▶ **Document text**
What Europe’s new covid surge means—and what it doesn’t

“We need a combination of measures,” said Spector, who runs the ZOE Covid study at King’s College London. “How high we want those rates to be is determined by our complacency and our relaxation to some of the rules we had in place that last year I thought were over the top, and now this year I think are insufficient.”

Despite this, vaccination rates are the most important factor that explains the variance between countries like Croatia and Italy.

Many Eastern European countries have lower rates of vaccination than some of their neighbors: Croatia is at 46% fully vaccinated, for example, while Slovakia is at 43%. (The European average is around 56%.) Unvaccinated people are driving the increase in numbers, said Austrian chancellor Alexander Schallenberg when announcing his country’s new lockdown: “The [daily infection] rate for the unvaccinated is at over 1,700, while for the vaccinated it is at 383.” 

Where vaccination rates are higher, the result is less serious illness and death—even if transmission is high. In the UK 80% of people over 12 have had two doses of covid vaccine, for example.

“The countries that are doing best are the ones with high vaccine coverage and effective measures,” says Salathé. “The worst countries are the ones that have neither. Most are in between.”

But even when vaccination rates are high and the pressure of cases is relatively low, it may not be enough for long-term protection—especially given the fading effectiveness of vaccines over time.

▶ **Brief 1**
Name every person mentioned in the article on Europe's covid surge.
▶ **Brief 2**
Extend the article on Europe's covid surge with a passage that picks up after its final sentence.
The rows that follow come from a separate source and are unrelated to the article on Europe's covid surge.

▶ **Listed records**
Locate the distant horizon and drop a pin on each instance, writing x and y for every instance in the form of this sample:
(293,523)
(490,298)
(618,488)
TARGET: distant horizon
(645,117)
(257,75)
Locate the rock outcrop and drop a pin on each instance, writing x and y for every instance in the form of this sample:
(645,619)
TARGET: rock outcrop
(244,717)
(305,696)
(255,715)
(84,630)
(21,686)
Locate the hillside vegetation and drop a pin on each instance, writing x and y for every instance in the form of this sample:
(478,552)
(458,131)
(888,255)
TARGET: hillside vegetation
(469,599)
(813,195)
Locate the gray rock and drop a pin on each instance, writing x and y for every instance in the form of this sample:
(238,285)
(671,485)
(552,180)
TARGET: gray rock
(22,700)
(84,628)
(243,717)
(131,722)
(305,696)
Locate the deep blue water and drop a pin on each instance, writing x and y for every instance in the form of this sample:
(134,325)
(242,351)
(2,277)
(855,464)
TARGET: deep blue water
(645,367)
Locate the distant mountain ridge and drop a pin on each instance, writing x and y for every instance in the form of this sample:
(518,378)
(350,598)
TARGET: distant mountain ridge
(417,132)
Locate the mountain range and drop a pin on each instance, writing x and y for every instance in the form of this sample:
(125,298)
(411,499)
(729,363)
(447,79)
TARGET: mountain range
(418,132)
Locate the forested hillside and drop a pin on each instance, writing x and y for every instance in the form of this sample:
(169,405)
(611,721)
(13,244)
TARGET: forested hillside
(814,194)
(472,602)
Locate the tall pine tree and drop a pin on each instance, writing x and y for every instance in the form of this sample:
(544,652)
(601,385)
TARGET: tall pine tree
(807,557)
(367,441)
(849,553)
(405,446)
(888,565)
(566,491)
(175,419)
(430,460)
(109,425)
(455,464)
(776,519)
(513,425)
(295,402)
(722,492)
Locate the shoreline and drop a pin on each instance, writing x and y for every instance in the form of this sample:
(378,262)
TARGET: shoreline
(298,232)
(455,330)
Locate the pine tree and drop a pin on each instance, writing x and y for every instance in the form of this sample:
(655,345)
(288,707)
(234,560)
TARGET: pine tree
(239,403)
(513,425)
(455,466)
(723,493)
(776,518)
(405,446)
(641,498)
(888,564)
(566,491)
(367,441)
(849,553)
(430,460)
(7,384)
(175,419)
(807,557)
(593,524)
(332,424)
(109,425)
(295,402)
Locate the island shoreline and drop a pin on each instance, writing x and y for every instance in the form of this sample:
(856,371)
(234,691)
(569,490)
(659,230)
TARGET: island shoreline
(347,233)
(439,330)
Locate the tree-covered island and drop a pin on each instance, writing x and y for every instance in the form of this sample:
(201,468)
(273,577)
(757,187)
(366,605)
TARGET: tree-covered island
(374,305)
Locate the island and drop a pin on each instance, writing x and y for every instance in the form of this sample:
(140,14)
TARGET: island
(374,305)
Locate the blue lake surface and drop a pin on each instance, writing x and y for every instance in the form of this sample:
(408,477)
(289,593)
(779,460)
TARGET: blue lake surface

▶ **Exercise result 1**
Spector, Alexander Schallenberg, Salathé

▶ **Exercise result 2**
“The UK rolled out a vaccination program earlier than most countries, and therefore has experienced the impact of waning immunity earlier,” says Michael Head, a senior research fellow in global health at the University of Southampton. “The boosters here in the UK are clearly having an impact around hospital admissions and new cases in older populations.”

That means continuing to vaccinate people, and boosting the immune response of people who were vaccinated early in the cycle, remains vitally important.

“Where we see uncontrolled outbreaks, we also see emergence of new variants of interest and concern, and we really don’t want any new variants to become dominant and have a greater impact upon the effectiveness of our vaccines,” he says. “Ultimately, the world cannot fully relax until the vast majority of the world is vaccinated. The combination of vaccine hesitancy and lack of access to vaccines is everyone’s problem.”